Data to examine:

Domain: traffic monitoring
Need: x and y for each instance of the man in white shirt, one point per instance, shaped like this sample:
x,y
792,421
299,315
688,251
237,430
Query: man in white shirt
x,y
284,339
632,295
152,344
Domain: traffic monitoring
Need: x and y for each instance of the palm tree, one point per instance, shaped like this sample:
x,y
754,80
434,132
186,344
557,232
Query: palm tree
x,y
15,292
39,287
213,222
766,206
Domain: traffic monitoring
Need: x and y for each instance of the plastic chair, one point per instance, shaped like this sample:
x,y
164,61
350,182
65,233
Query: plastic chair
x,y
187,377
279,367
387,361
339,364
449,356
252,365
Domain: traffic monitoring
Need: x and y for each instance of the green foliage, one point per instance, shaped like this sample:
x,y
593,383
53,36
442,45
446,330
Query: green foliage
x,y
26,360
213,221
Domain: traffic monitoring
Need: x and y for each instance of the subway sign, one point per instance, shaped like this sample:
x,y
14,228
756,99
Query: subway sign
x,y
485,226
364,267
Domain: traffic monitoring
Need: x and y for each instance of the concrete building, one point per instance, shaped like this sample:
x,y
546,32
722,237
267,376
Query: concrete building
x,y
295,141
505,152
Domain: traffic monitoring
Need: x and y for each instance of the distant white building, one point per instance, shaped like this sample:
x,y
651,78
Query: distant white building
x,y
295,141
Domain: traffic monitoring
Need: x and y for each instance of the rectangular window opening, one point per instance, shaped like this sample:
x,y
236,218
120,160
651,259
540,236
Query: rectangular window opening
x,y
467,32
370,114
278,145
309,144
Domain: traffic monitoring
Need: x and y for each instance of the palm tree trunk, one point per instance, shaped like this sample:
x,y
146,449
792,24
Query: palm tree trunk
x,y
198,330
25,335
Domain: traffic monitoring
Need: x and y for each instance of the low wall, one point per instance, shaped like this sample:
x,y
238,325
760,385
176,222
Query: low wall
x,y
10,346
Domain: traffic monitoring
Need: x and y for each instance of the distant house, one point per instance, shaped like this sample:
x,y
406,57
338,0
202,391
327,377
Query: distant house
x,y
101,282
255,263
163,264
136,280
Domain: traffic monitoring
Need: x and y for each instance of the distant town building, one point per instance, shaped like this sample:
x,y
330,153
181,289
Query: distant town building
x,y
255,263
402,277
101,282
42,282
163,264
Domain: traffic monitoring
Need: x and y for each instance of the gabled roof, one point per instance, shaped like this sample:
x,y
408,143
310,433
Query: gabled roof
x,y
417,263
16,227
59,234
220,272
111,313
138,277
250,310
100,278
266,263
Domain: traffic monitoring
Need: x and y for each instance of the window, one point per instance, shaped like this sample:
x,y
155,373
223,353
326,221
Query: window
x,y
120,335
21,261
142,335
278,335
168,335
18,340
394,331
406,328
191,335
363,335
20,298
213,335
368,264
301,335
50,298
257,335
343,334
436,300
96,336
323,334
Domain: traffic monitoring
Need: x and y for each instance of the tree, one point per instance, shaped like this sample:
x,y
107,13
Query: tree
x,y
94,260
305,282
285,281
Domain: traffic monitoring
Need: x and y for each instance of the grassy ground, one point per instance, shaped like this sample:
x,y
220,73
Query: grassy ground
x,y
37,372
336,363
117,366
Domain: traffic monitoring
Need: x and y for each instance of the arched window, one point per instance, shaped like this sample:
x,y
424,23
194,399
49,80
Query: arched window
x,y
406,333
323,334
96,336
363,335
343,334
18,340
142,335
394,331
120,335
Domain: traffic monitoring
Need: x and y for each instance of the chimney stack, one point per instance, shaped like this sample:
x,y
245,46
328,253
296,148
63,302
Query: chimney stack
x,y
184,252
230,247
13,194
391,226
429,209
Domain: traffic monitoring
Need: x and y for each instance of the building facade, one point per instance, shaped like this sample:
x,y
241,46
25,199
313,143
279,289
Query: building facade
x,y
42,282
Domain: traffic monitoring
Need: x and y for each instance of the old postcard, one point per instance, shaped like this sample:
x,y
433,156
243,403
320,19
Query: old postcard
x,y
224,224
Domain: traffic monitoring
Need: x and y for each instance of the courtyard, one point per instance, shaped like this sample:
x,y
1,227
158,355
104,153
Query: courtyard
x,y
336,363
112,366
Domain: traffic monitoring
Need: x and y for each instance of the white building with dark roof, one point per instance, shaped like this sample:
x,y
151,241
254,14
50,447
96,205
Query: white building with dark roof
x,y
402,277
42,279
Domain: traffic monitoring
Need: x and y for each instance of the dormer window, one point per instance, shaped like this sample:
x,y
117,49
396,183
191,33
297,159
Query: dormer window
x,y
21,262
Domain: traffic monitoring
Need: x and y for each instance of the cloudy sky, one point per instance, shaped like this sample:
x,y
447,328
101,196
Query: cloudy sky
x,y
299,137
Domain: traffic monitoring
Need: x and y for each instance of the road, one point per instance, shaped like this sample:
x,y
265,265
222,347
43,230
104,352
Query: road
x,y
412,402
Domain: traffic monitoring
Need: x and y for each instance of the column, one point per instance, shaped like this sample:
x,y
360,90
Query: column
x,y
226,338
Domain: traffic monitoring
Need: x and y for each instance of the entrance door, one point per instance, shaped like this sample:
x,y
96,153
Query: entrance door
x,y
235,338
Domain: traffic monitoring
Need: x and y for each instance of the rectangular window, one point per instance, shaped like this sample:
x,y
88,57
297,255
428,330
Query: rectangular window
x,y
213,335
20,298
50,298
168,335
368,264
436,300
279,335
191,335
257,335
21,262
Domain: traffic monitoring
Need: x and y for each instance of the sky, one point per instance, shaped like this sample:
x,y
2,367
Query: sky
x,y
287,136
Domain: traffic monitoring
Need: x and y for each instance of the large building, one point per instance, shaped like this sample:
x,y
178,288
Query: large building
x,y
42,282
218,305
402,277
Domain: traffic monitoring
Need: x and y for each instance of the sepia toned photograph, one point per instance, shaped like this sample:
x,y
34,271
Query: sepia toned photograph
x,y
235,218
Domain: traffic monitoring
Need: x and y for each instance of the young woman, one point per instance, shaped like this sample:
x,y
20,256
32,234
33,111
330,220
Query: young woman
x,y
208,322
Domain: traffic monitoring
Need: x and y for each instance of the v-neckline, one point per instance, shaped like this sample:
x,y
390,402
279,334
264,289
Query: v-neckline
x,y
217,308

Action item:
Return each line above precisely as written.

Exercise solution:
Domain: traffic monitoring
Need: x and y for each instance of the man in white shirt, one point per instance, shaped like this sample:
x,y
792,421
299,315
688,251
237,430
Query: man in white shirt
x,y
284,339
632,295
152,344
Domain: traffic monitoring
Need: x and y for each instance of the palm tree, one point per instance, shaped like this sample:
x,y
754,80
434,132
186,344
557,232
Query: palm tree
x,y
15,292
39,287
213,222
766,206
Domain: traffic monitoring
Need: x and y for each instance of the plastic chair, one point per instance, shaped like this sample:
x,y
164,61
350,182
65,233
Query: plastic chair
x,y
187,377
279,367
387,361
339,364
449,356
252,365
Domain: traffic monitoring
Need: x and y for each instance of the green foliage, one point per instance, shaped like this sample:
x,y
593,383
53,36
442,45
446,330
Query: green foliage
x,y
26,360
213,221
Domain: traffic monitoring
Need: x and y for each instance of the subway sign, one point per instance, shaped like this sample:
x,y
14,228
756,99
Query: subway sign
x,y
485,226
364,267
Domain: traffic monitoring
Need: x and y for each instance of the concrete building, one point per instance, shaped like this sample:
x,y
546,32
722,237
267,376
Query: concrete building
x,y
295,141
505,152
Domain: traffic monitoring
Need: x and y for each instance of the distant white building, one point per instance, shaped like this sample:
x,y
651,78
Query: distant white building
x,y
295,141
Domain: traffic monitoring
Need: x and y for each instance of the rectangular window opening, one point per instance, shaped like this sample:
x,y
236,218
120,160
651,259
540,236
Query: rectangular window opening
x,y
467,32
370,114
278,145
309,144
Domain: traffic monitoring
Need: x and y for each instance of the palm tree trunk, one point per instance, shaped like this sample:
x,y
146,449
792,24
Query: palm tree trunk
x,y
198,330
25,335
Domain: traffic monitoring
Need: x and y for each instance of the low wall, one point per instance, shaped like this sample:
x,y
238,325
760,385
176,222
Query: low wall
x,y
10,346
Domain: traffic monitoring
Need: x and y for each instance of the distant house, one point per instance, shaped like this sample:
x,y
406,57
338,0
202,391
327,377
Query: distant house
x,y
101,282
255,263
163,264
136,280
Domain: traffic monitoring
Need: x and y for each instance of the distant town building, one point per instance, shaped like this sample:
x,y
330,153
181,289
Query: distant town building
x,y
255,263
402,277
101,282
42,282
163,264
Domain: traffic monitoring
Need: x and y for each instance of the gabled roof, one point per instance, shaped like this sample:
x,y
408,143
310,433
Query: gabled roof
x,y
417,263
16,227
59,234
220,272
111,313
138,277
250,310
100,278
266,263
Domain: traffic monitoring
Need: x and y for each instance of the window, one point per instance, shaped like this sample:
x,y
155,373
223,353
326,221
Query: window
x,y
120,335
21,261
142,335
278,335
168,335
18,340
394,331
406,328
191,335
363,335
20,298
213,335
368,264
301,335
50,298
257,335
343,334
436,300
96,336
323,334
Domain: traffic monitoring
Need: x and y for each instance of the tree, one point per instance, shaped like this sample:
x,y
107,13
Query: tree
x,y
94,260
305,282
285,281
Domain: traffic monitoring
Need: x and y for each instance of the grassy ground, one point per instance, shaped like this sample:
x,y
220,73
Query: grassy ground
x,y
37,372
336,363
117,366
Domain: traffic monitoring
Need: x and y for each instance of the arched window, one point per instance, shaped like this sample:
x,y
424,23
194,399
49,80
Query: arched window
x,y
406,333
323,334
96,336
363,335
343,334
18,340
142,335
394,331
120,335
Domain: traffic monitoring
Need: x and y for each instance of the chimney stack, one point per instance, shaped like this sample:
x,y
245,46
328,253
296,148
63,302
Query: chimney stack
x,y
184,252
230,247
13,194
391,226
429,209
Domain: traffic monitoring
Need: x and y for each instance of the building facade, one point per instance, shaped like this sample:
x,y
241,46
25,199
313,143
279,289
Query: building facade
x,y
42,282
Domain: traffic monitoring
Need: x and y for each instance of the old postcard, one point per instance, shaped like this sample:
x,y
433,156
243,403
320,19
Query: old postcard
x,y
224,224
Domain: traffic monitoring
Need: x and y for each instance of the courtyard, one point per instance, shaped like this sample:
x,y
1,227
158,355
104,153
Query: courtyard
x,y
336,363
112,366
Domain: traffic monitoring
Need: x and y for each instance of the white building with dark roof, one point per instance, shaped like this sample:
x,y
151,241
254,14
50,447
96,205
Query: white building with dark roof
x,y
402,277
42,279
Domain: traffic monitoring
Need: x and y for each instance of the dormer window, one point per instance, shaped like this sample:
x,y
117,49
396,183
191,33
297,159
Query: dormer window
x,y
21,262
Domain: traffic monitoring
Need: x and y for each instance of the cloudy sky, one point per instance, shaped like this sample:
x,y
447,328
101,196
Query: cloudy sky
x,y
299,137
Domain: traffic monitoring
Need: x and y for each instance of the road, one point per instance, shaped like this sample:
x,y
265,265
222,347
43,230
104,352
Query: road
x,y
412,402
Domain: traffic monitoring
Need: x and y for each instance of the column, one point per instance, shaped like this sample:
x,y
360,90
Query: column
x,y
226,338
Domain: traffic monitoring
Need: x and y for each instance of the entrance door, one point per instance, shaped like this sample:
x,y
96,153
Query: entrance door
x,y
235,338
Domain: traffic monitoring
Need: x and y for each instance of the rectangular window, one point per instance, shaped like this sample:
x,y
88,57
297,255
428,330
Query: rectangular window
x,y
213,335
20,298
50,298
168,335
368,264
436,300
279,335
191,335
257,335
21,262
Domain: traffic monitoring
Need: x and y for each instance of the sky, one point per instance, shaped like this sample:
x,y
2,367
Query: sky
x,y
287,136
Domain: traffic monitoring
Need: x and y for each instance of the large building, one point per instance, shaped like this sample:
x,y
178,288
Query: large building
x,y
42,282
218,305
402,277
Domain: traffic monitoring
Need: x and y for each instance of the sepia toned photograph, one point per instance, shaped like this sample:
x,y
34,271
Query: sepia toned photograph
x,y
235,218
Domain: traffic monitoring
Need: x and y for each instance of the young woman, one point per instance, shaped like this sample:
x,y
20,256
32,234
33,111
330,220
Query: young woman
x,y
208,322
Domain: traffic monitoring
Need: x and y for each instance of the v-neckline, one point per instance, shaped like this sample:
x,y
390,402
279,334
264,289
Query: v-neckline
x,y
217,308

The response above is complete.